Set task: Return the exact lines spanning from the line with "the white dress" through the last line of the entries, boundaries included, and no others.

Dataset:
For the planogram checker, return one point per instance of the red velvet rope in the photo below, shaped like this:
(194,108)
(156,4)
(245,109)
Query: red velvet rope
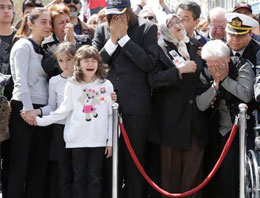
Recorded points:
(187,193)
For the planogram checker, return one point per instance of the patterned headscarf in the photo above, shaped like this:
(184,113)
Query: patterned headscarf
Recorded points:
(180,44)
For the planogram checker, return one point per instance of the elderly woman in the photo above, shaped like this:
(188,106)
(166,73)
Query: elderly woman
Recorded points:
(62,30)
(176,125)
(227,82)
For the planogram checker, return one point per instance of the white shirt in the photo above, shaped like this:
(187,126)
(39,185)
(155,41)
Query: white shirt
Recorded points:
(88,109)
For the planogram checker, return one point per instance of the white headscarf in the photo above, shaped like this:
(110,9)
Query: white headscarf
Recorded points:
(181,45)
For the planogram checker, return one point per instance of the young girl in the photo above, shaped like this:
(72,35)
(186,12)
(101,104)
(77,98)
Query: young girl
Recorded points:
(29,144)
(88,129)
(64,53)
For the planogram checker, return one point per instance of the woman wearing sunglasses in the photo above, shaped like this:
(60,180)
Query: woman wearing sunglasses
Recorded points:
(79,26)
(176,125)
(29,145)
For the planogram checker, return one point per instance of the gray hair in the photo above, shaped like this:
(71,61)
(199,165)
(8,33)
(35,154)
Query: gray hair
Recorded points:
(215,49)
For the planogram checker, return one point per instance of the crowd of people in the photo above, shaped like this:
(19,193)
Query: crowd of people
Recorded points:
(178,84)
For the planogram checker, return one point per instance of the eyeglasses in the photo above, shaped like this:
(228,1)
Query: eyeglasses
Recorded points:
(149,17)
(173,24)
(68,1)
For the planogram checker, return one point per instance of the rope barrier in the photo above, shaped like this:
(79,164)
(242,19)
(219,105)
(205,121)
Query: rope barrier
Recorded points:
(187,193)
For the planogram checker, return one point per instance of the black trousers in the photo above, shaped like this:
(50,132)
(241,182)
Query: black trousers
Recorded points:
(131,179)
(28,157)
(5,157)
(87,168)
(64,162)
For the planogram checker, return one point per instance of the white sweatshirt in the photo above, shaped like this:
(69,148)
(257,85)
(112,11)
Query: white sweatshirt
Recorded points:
(88,109)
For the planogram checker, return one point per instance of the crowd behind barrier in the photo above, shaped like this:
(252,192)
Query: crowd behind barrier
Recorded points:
(178,84)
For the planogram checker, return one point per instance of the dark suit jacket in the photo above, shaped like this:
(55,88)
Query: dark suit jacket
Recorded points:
(175,115)
(129,65)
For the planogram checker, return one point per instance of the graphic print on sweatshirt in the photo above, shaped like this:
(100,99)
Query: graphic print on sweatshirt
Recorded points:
(91,99)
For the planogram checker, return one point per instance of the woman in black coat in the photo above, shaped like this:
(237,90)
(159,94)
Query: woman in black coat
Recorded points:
(177,126)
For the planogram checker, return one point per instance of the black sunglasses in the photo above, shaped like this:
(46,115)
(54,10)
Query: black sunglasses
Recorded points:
(74,1)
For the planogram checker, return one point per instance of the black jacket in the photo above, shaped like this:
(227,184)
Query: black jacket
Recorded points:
(130,64)
(175,115)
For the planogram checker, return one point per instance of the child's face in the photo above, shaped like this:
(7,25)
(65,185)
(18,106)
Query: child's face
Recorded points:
(89,67)
(65,61)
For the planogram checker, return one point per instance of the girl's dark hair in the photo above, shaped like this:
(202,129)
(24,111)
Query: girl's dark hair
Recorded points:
(87,51)
(66,47)
(24,30)
(130,15)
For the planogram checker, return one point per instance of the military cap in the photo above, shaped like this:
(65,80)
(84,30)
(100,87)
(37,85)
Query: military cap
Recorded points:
(239,24)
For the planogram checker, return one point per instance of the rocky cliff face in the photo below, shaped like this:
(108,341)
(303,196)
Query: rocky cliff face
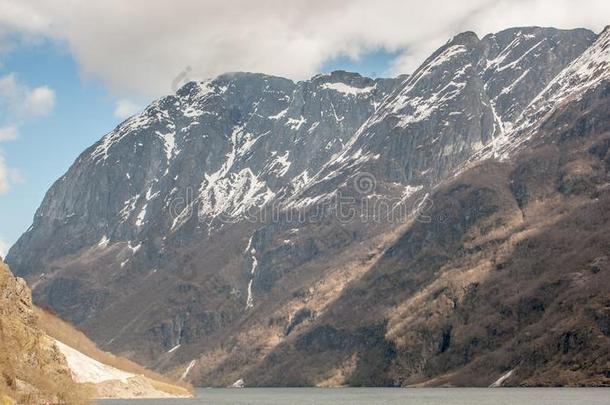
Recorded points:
(31,367)
(205,238)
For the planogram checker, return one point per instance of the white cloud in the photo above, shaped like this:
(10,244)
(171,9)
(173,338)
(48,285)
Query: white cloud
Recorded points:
(9,133)
(4,247)
(4,176)
(39,102)
(125,108)
(23,102)
(141,46)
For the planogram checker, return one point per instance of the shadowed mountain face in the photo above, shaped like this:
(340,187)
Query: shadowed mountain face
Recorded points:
(248,225)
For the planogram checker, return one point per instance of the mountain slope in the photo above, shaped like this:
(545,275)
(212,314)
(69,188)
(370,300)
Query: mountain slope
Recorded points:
(210,233)
(43,359)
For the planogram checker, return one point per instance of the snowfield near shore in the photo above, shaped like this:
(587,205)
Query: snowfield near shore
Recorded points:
(87,370)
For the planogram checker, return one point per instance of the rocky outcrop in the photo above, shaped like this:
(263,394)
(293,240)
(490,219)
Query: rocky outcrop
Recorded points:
(32,369)
(204,236)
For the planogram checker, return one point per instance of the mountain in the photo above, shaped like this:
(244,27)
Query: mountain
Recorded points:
(42,358)
(31,367)
(344,229)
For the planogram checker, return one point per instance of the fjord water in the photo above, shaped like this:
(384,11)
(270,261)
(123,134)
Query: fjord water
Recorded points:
(372,396)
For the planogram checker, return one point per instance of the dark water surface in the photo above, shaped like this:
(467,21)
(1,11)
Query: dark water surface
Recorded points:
(372,396)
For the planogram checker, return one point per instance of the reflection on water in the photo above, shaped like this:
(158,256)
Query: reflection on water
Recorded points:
(372,396)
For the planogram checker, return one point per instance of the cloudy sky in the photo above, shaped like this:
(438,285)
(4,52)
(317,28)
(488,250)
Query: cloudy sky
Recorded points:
(71,70)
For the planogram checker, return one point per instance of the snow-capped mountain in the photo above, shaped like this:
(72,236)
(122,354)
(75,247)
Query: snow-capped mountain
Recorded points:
(155,241)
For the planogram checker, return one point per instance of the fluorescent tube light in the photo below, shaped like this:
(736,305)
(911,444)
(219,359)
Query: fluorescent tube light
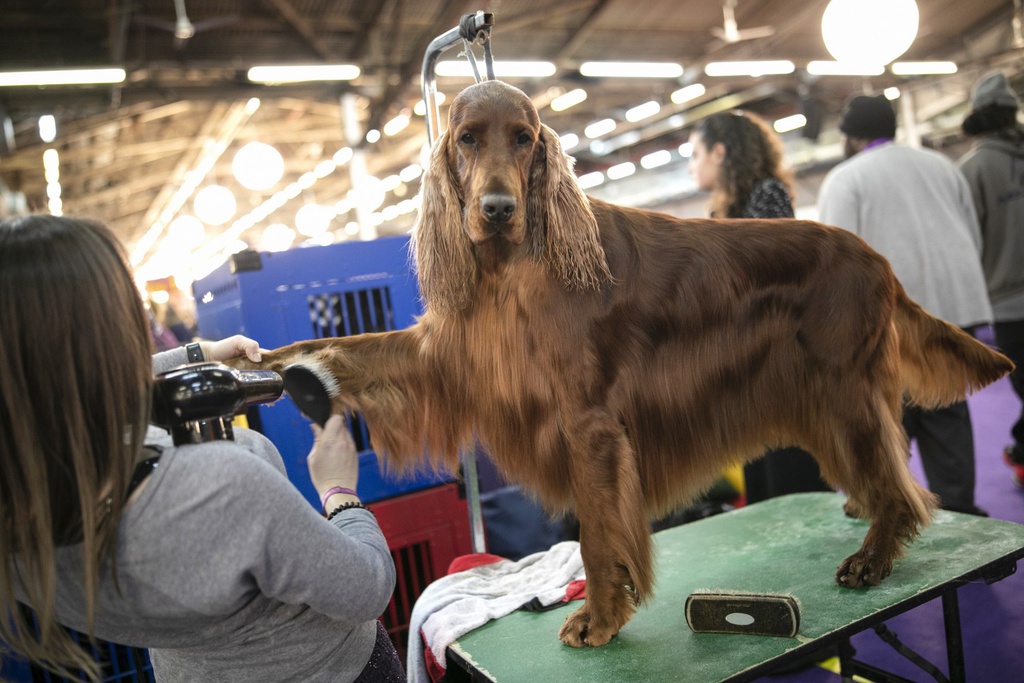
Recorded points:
(641,112)
(621,170)
(599,128)
(785,124)
(755,69)
(686,94)
(588,180)
(923,68)
(502,69)
(631,70)
(61,77)
(824,68)
(301,73)
(655,159)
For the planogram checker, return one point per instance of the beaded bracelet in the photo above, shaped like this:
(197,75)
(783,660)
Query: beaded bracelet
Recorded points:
(335,489)
(347,506)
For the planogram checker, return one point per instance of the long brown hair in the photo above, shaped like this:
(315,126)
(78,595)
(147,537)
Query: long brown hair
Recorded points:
(753,153)
(75,380)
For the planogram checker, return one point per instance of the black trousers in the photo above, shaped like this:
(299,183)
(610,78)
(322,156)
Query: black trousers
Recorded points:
(782,471)
(945,440)
(1010,340)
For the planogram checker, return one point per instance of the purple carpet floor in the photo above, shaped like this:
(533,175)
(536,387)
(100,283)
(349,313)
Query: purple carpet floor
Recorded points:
(991,616)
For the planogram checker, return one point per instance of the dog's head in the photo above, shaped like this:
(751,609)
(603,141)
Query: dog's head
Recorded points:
(499,174)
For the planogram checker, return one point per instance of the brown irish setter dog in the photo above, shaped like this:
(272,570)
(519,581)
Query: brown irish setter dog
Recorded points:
(613,360)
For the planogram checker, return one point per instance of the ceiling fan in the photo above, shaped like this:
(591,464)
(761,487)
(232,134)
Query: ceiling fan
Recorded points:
(730,32)
(182,28)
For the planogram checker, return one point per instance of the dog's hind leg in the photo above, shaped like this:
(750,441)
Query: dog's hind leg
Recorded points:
(614,537)
(867,459)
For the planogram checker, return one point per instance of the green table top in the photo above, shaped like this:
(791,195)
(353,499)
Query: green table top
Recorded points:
(788,545)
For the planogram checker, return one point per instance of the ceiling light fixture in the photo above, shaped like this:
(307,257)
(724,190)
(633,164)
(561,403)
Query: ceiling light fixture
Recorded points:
(824,68)
(869,31)
(258,166)
(641,112)
(396,125)
(599,128)
(684,95)
(61,77)
(588,180)
(420,109)
(570,98)
(502,69)
(631,70)
(274,75)
(785,124)
(620,171)
(923,68)
(47,128)
(755,69)
(655,159)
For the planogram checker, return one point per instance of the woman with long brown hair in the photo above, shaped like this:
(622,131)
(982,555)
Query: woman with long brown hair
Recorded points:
(204,553)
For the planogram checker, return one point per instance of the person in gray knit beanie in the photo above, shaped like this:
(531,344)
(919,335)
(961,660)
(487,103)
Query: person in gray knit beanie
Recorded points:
(994,170)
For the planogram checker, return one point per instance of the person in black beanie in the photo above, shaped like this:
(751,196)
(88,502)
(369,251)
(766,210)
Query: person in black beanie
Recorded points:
(994,169)
(914,208)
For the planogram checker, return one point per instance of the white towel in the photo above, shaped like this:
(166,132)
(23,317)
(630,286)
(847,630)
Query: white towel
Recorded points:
(460,602)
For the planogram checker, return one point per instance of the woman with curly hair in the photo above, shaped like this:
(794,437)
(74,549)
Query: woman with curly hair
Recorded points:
(738,159)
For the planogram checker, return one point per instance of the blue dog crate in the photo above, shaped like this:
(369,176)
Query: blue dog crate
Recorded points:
(311,293)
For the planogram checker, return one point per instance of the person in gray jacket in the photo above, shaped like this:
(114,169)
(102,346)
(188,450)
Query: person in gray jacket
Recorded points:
(204,553)
(914,208)
(994,170)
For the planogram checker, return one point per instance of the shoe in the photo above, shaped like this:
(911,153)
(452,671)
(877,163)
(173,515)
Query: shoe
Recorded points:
(1016,467)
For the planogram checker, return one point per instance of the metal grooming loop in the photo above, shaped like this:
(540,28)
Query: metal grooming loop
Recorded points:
(473,29)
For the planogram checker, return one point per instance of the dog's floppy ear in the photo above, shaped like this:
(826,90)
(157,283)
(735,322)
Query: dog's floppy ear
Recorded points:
(561,222)
(443,258)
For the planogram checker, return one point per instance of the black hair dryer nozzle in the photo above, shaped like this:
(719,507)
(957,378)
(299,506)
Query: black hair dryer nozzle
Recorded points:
(197,402)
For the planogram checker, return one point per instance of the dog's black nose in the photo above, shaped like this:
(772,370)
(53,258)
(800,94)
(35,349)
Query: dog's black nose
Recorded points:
(498,208)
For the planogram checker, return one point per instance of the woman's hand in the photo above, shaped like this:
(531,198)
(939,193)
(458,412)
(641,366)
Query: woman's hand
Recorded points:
(232,347)
(334,461)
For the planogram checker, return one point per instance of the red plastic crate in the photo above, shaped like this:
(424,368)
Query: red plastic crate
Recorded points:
(425,531)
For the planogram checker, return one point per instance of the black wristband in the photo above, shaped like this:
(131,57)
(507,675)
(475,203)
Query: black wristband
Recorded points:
(347,506)
(195,352)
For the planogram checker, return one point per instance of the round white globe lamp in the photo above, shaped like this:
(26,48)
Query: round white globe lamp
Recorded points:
(258,166)
(869,32)
(313,219)
(214,205)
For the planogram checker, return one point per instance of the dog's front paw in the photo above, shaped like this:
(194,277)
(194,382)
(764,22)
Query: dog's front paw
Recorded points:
(581,630)
(862,568)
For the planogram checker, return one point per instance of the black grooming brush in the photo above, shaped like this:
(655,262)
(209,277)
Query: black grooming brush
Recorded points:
(312,387)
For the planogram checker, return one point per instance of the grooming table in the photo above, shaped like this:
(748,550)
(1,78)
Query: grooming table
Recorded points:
(791,545)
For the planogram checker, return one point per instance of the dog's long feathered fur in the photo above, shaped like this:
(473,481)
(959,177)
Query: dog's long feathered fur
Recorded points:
(612,360)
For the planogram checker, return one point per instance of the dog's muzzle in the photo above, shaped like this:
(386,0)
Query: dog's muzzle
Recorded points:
(498,209)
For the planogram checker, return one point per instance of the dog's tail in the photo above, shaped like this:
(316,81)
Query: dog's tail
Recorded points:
(939,363)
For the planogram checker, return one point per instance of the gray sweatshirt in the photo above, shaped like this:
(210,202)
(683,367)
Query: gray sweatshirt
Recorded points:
(914,208)
(227,573)
(994,169)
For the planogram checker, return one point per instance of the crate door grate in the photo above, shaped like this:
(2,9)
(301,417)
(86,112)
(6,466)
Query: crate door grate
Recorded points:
(413,566)
(347,313)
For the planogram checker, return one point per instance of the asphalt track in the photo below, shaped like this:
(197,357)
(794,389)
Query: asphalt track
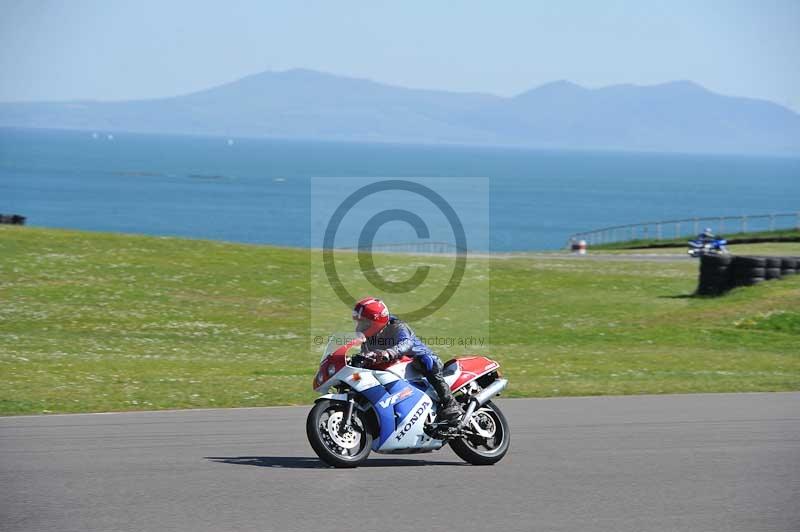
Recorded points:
(728,462)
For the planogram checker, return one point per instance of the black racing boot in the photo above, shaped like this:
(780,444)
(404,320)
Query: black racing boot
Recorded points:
(449,409)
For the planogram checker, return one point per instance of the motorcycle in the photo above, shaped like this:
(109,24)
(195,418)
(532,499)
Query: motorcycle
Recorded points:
(714,247)
(390,408)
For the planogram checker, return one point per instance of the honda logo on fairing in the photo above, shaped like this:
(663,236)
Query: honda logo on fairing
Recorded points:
(413,420)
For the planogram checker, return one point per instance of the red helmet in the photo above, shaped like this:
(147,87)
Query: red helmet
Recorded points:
(371,315)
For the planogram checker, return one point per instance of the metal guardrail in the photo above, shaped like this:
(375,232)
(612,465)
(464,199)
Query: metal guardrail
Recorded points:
(688,227)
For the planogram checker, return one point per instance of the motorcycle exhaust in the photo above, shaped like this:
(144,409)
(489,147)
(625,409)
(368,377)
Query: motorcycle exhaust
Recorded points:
(483,397)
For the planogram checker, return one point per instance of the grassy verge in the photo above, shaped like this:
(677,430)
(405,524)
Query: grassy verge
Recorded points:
(780,235)
(101,322)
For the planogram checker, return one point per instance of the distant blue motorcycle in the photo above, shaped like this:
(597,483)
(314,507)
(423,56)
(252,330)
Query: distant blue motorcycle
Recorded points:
(707,244)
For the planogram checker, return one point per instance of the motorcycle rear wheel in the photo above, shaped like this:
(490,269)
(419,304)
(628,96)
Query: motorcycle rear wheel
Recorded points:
(478,450)
(337,448)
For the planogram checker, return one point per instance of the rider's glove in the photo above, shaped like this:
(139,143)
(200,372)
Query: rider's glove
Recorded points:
(379,357)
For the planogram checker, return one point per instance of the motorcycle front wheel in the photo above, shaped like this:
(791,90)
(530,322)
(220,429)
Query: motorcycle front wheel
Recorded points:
(336,446)
(489,443)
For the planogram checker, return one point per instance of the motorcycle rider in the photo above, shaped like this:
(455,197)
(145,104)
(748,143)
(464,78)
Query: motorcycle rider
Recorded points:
(388,338)
(706,237)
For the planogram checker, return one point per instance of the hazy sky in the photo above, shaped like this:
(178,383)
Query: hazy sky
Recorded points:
(141,49)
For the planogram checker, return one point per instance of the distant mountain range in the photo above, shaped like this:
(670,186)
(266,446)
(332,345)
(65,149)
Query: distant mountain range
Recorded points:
(679,116)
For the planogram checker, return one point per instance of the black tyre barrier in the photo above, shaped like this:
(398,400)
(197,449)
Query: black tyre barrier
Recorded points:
(788,266)
(740,272)
(718,274)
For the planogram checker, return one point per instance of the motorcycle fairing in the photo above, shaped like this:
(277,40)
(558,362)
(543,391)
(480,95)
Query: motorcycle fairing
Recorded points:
(396,402)
(461,371)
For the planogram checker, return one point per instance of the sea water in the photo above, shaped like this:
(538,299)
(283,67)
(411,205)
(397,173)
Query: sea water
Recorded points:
(259,190)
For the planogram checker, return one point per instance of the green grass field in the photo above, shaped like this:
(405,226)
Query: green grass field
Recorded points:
(102,322)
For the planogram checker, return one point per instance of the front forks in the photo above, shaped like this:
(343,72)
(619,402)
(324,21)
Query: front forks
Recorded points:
(348,414)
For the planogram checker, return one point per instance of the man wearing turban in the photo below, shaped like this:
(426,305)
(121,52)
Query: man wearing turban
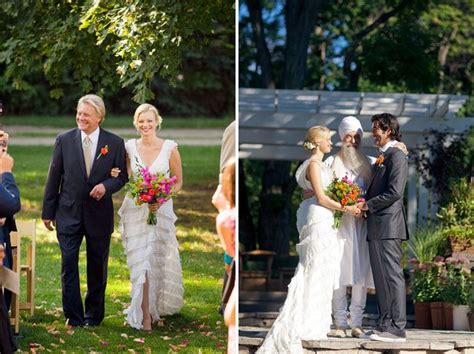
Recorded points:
(352,234)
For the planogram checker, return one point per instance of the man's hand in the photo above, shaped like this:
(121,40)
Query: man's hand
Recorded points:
(98,191)
(153,207)
(6,162)
(49,224)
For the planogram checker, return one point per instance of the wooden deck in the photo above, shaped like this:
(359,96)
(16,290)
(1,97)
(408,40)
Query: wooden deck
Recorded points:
(419,341)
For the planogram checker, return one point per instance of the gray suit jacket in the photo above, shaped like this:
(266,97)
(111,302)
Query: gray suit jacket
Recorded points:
(386,217)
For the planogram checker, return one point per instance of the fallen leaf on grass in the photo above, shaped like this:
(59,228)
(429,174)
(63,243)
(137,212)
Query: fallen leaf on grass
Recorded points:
(185,342)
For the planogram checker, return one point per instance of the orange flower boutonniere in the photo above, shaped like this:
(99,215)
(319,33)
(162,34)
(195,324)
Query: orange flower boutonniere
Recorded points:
(380,160)
(103,151)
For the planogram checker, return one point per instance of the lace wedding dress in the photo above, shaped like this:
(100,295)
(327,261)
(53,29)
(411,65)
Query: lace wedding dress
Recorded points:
(151,250)
(306,314)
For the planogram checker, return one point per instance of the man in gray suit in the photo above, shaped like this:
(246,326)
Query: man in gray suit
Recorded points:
(387,228)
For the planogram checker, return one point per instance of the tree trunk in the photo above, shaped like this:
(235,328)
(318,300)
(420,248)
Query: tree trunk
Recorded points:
(246,225)
(277,183)
(350,56)
(263,54)
(442,58)
(300,18)
(274,218)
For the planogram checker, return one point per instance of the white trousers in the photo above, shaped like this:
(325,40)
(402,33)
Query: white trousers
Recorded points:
(356,309)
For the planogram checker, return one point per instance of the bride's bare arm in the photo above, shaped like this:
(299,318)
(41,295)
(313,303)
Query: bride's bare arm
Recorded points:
(116,171)
(315,180)
(176,169)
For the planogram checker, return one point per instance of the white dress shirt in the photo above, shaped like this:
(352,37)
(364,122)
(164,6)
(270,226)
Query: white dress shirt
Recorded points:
(94,136)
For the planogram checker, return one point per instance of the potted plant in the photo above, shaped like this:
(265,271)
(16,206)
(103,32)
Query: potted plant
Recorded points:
(423,291)
(470,315)
(454,291)
(423,246)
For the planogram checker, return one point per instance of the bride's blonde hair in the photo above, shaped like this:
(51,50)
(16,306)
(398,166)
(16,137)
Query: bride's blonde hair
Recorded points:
(145,107)
(314,136)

Task result:
For the planogram checker, return one point per instance of the white dress shirt in the photo above, shaped like this:
(352,37)
(364,122)
(164,6)
(270,226)
Query: white dress shirt
Recorded points:
(94,136)
For the planogram checker, return one point per instance of the potted plant in the photo above, shaped like this:
(265,271)
(16,206)
(103,32)
Query: potted plant
Recorded points:
(423,291)
(470,315)
(454,291)
(423,246)
For the planogram checker, return one point per instance of the bride's blonde hair in the photo above, shaped like this:
(51,50)
(16,306)
(398,166)
(16,137)
Query: bride's blonde hair
Recorded points:
(145,107)
(314,136)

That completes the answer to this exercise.